Work to do » From the text on grief, list every character whose death is reported in the paragraphs that come before the one starting "Gaskell, a pastor's wife."

Boucher, weak and ineffective, presumably kills himself for his destructive role in the strike as well as his inability to adequately provide for his many children. His equally weak, helpless wife, saddled with the children, is overcome by despair and also dies shortly thereafter, probably from hopelessness and the loss of someone she was completely dependent on.
Margaret, herself, confronts the death of loved ones three times after her friend Bessie dies. At her mother’s death, she knows she must be strong because her father, in his grief, is not. So, although distraught, she exerts herself and makes decisions as both father and brother are paralyzed by mourning. When her father dies, Margaret’s initial reaction is to be still and prostrate from shock, numb, and nearly inconsolable. But she pours her sorrows out at the sight of her aunt who reminds her of her mother. When she returns to London, Margaret—energetic when she needed to be for her father’s sake—becomes relatively passive and submits herself to the solicitous attention of her cousin and her aunt.
Mr. Bell’s death within the same year triggers more despair. Gone are three people Margaret used to rely on most for advice and support. This realization is a turning point for Margaret who, while recovering from her grief at a succession of losses, assumes responsibility for her life and grows into a higher level of maturity.
Gaskell, a pastor’s wife, knows grief and how it manifests itself according to the personality of her characters. Those of us who have been touched by grief are acutely aware of what grief feels like.
There is only one death in Margaret of the North and it occurs towards the end of the novel. Mrs Thornton, who would have grown quite old by then, dies. Most of the novel happens in a span of three years from Margaret and John’s marriage. I fast forward to 20 years later from that same point mostly to write the death in.
I included the death because, to me, it signals the waning of the tyrannical rule of masters upon their workers. It is also a device to show that Mrs. Thornton does connect strongly with Margaret’s daughter and develops a comfortable, if not affectionate, relationship with Margaret. Margaret, herself, is never sure until the end how Mrs. Thornton regarded her.
This chapter also depicts the reaction to the loss of a loved one by a young woman, looking towards a promising future her grandmother never imagined. She grieves, unable to go into her grandmother’s now empty house where she would have to face once again the reality of her loss. Her sorrow is made even more unbearable by guilt at being away at university when her grandmother dies and her reluctance to accept her full legacy. She finally bursts out crying in her mother’s arms. Margaret’s role as comforter continues.

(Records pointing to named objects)
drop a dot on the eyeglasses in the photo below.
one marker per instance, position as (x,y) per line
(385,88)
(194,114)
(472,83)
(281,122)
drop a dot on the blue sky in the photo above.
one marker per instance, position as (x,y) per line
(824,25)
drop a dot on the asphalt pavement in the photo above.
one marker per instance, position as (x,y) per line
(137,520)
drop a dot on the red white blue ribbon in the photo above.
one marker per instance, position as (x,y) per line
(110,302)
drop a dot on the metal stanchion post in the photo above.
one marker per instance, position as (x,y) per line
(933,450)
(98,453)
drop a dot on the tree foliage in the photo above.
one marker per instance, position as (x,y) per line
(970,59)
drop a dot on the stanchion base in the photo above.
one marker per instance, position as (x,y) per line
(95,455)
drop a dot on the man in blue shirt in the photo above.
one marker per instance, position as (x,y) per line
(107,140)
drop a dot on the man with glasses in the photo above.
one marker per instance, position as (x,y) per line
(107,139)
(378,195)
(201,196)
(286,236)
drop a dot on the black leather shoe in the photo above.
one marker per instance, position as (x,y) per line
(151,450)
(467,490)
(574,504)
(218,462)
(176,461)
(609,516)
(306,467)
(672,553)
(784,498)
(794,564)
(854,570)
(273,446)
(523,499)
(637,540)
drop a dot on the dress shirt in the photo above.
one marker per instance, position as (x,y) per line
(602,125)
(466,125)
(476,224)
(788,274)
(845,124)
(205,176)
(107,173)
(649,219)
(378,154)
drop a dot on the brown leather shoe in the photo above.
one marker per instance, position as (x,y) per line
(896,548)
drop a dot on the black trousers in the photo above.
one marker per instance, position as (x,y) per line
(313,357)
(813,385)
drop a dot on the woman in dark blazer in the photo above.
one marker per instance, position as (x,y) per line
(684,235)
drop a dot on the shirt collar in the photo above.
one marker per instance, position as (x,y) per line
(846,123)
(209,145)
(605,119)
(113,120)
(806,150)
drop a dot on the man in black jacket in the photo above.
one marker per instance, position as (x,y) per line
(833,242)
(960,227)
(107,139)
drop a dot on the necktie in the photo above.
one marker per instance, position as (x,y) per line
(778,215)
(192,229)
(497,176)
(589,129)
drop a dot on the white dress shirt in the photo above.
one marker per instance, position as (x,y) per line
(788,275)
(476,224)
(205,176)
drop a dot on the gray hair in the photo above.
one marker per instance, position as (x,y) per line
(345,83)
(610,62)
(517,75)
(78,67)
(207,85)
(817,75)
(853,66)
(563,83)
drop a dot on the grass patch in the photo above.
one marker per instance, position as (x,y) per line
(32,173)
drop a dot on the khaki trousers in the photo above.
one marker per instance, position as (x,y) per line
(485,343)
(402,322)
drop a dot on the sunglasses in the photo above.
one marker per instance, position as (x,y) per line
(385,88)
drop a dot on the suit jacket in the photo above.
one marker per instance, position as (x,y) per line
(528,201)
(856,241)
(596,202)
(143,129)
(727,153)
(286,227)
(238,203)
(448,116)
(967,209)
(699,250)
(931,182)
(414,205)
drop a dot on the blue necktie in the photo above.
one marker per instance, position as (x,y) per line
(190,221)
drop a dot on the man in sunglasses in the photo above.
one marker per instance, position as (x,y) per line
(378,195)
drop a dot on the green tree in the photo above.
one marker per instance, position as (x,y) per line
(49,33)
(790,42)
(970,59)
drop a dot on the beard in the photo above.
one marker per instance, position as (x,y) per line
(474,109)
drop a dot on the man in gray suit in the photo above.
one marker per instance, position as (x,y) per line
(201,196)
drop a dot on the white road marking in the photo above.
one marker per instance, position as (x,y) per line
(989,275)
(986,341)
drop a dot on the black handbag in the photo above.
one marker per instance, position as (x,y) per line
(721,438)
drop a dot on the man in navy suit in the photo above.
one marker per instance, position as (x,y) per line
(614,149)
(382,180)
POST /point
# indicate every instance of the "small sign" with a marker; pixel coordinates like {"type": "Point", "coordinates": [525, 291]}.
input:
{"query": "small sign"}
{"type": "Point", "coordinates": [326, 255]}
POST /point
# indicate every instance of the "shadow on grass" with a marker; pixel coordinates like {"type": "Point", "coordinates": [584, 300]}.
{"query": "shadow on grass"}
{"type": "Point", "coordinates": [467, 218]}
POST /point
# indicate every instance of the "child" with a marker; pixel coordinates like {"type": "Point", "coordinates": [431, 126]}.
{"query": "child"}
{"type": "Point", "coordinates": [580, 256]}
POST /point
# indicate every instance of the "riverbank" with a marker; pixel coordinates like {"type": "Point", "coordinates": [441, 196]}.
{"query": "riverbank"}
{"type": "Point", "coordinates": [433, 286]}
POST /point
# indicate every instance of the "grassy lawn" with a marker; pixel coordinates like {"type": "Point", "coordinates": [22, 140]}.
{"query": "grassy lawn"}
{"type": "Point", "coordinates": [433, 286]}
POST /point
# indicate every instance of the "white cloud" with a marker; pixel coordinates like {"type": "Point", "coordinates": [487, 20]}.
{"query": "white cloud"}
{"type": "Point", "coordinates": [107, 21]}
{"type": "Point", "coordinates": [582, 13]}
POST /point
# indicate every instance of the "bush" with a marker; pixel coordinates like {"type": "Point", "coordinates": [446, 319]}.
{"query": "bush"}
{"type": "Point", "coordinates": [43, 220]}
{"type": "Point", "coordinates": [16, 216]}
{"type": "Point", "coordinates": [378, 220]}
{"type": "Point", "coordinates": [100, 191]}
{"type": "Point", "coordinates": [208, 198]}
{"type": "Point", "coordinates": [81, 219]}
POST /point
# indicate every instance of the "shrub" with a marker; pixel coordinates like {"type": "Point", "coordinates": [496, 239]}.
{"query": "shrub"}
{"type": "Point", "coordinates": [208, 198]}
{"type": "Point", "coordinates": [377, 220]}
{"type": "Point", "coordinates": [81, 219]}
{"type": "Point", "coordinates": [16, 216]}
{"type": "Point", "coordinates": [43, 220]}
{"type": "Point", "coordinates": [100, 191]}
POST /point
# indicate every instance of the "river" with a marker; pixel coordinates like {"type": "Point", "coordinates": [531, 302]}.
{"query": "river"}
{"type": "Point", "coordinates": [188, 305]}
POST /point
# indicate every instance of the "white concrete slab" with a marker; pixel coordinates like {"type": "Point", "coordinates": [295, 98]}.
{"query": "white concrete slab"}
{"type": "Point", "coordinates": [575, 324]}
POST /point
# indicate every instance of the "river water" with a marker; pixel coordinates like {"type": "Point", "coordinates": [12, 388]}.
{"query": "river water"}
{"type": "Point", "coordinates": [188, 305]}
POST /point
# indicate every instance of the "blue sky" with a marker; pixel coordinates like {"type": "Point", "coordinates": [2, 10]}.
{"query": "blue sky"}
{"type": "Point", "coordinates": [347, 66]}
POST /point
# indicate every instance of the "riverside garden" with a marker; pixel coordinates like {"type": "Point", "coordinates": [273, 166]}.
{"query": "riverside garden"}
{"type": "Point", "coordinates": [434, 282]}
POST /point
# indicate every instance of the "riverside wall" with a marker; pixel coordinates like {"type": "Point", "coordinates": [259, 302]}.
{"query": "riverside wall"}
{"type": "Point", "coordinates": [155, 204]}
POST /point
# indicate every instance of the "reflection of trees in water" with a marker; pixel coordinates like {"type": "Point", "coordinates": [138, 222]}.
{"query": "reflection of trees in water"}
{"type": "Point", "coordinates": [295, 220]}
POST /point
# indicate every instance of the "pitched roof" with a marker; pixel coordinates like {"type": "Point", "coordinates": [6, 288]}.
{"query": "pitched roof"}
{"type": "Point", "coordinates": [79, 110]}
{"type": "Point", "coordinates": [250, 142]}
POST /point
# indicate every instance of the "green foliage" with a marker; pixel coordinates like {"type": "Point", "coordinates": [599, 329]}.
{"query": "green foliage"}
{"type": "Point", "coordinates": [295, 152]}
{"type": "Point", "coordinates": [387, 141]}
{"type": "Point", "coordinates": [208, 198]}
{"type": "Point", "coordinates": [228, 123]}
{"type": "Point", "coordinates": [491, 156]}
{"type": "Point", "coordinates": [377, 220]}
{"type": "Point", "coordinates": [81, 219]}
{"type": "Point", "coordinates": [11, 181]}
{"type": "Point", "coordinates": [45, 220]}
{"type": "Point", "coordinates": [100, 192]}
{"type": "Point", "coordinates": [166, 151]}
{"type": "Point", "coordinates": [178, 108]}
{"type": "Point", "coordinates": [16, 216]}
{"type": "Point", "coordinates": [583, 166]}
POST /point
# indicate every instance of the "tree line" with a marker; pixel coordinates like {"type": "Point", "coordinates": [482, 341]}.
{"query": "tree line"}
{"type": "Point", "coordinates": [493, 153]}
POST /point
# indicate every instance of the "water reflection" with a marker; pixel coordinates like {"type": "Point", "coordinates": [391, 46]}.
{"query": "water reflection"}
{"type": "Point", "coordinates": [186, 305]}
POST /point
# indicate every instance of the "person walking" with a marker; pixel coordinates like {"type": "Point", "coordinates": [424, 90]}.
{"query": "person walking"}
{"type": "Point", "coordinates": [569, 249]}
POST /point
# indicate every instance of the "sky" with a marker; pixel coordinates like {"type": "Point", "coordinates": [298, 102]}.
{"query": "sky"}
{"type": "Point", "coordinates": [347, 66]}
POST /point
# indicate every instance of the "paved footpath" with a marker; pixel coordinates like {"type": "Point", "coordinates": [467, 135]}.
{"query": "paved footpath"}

Result below »
- Boucher
- Boucher's wife
- Bessie
- Margaret's mother
- Margaret's father
- Mr. Bell